PROBLEM STATEMENT: In your answer, every line of the records should be written out exactly.

INPUT DATA:
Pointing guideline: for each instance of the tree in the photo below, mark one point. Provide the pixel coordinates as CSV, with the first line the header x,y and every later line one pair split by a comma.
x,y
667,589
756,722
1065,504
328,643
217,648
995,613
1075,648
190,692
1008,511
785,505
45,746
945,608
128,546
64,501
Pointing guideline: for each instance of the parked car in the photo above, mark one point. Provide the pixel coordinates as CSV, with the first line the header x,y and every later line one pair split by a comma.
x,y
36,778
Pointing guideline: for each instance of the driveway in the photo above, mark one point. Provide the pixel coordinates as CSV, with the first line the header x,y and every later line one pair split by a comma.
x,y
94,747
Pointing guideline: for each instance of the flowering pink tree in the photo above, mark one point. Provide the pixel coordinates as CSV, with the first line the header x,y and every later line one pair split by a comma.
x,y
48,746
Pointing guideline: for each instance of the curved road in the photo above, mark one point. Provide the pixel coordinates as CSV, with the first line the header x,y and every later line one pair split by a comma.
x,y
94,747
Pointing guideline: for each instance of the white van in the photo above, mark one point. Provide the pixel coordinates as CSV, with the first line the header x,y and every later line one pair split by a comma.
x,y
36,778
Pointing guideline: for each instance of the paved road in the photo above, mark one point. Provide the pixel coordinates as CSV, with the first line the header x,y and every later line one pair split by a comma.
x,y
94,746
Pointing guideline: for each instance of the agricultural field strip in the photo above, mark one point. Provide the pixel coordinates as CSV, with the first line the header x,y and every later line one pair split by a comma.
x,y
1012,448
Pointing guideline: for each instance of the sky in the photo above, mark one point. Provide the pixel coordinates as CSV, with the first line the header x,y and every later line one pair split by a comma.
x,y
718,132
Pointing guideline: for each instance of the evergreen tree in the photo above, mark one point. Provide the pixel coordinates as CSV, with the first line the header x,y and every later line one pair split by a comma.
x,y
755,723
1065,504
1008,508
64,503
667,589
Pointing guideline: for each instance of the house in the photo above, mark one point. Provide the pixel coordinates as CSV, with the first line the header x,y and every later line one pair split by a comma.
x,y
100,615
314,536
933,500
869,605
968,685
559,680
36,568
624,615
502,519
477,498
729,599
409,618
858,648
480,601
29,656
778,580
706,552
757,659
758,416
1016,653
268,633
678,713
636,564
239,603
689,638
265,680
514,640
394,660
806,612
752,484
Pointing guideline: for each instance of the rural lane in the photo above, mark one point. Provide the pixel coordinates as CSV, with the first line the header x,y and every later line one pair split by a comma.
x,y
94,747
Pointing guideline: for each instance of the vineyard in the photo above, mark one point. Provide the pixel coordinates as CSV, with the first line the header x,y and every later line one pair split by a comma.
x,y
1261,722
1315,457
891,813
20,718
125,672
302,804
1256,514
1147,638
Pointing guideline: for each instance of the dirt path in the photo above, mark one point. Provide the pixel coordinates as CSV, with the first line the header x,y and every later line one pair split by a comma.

RESULT:
Pointing guideline: for each instance of the tree in the photo below, mark one point. Provide the pixel coordinates as CSV, with the first line the header x,y and every later line one pair split by a comma.
x,y
667,589
756,722
1065,504
328,643
217,648
995,613
1075,648
190,692
1008,511
785,505
45,746
945,608
128,546
64,501
Pointing guideline: for each instance of the parked car in the photo above, mark one point. Provide the pixel coordinates as CSV, with the first line the header x,y and every later line one pair split by a comma.
x,y
36,778
Pointing guideline: for each instance of the driveway in the photo above, mark one point. Provide the pixel coordinates as CSV, with the first line the header x,y and every later line one pair split by a comma.
x,y
94,747
Pointing guideline: for each instance of the flowering pink tree in the photo above, mark one point. Provide the pixel coordinates as CSV, with the first line the header x,y and every later line one pair split by a comma.
x,y
48,746
Pointing guideline: for each instance of the curved road in the photo above, mark one point. Provide the pixel coordinates as CSV, with the first line the header x,y and every later line one pair split by a comma.
x,y
94,747
Pointing guideline: for each instance of the white van in the photo above, mark one point. Provide the pixel coordinates as CSV, with the first line the header x,y and every later line one pair split by a comma.
x,y
36,778
Pointing guideline: for each instance of the paved road in the photo above, mark one point. Provide the pixel coordinates as CSV, with the first line the header x,y and every later line one pair split by a comma.
x,y
94,746
Pointing guideline: for each instance of the agricultural field strip in the photo above, mark one point. Provide the pixel coordinates as CSV, with the first line the header x,y and every later line one pair split by a comma.
x,y
1012,448
Pointing guideline: for each instance of the sky in the photo above, mark one point. Provide the pixel coordinates as CSV, with the first line the header x,y and every later line one pair split by a comma.
x,y
718,132
Pointing guideline: for each instance of the evergreen tree in the photo above, mark one point. Provide the pixel coordinates as CSV, with the first line the header x,y and every later line one pair split by a comma.
x,y
755,723
1065,504
1008,508
64,503
667,589
Pointing guideline: for each instance of the house in the photo above, mark one point. Provide the pixel coordinates as CSV, with the first line the header x,y and every later line one pair split by a comma.
x,y
100,615
314,536
933,500
869,605
968,685
559,680
36,568
624,615
502,519
477,498
729,599
409,618
858,648
480,601
29,656
778,580
706,552
757,659
758,416
1016,653
268,633
678,713
636,564
239,603
689,638
265,680
514,640
394,660
806,612
752,484
Pointing guideline: for each instance of the rural lane in the photo above, mark one point. Provide the pixel coordinates as CSV, with the first line the header x,y and every later line one pair split by a comma.
x,y
94,747
Pointing guideline: for each instance of the vineyard in the photo above, mark one point. Provide the pixel coordinates as CSV, with the first line the header x,y and every later line one pair split by a comma.
x,y
1261,722
1315,457
891,813
20,718
125,672
302,804
1256,514
1147,638
Pointing guideline: for each instance of the dirt path in the photo above, mark one point. Provide the pixel coordinates as CSV, with the first line the header x,y and every later line one pair split by a comma.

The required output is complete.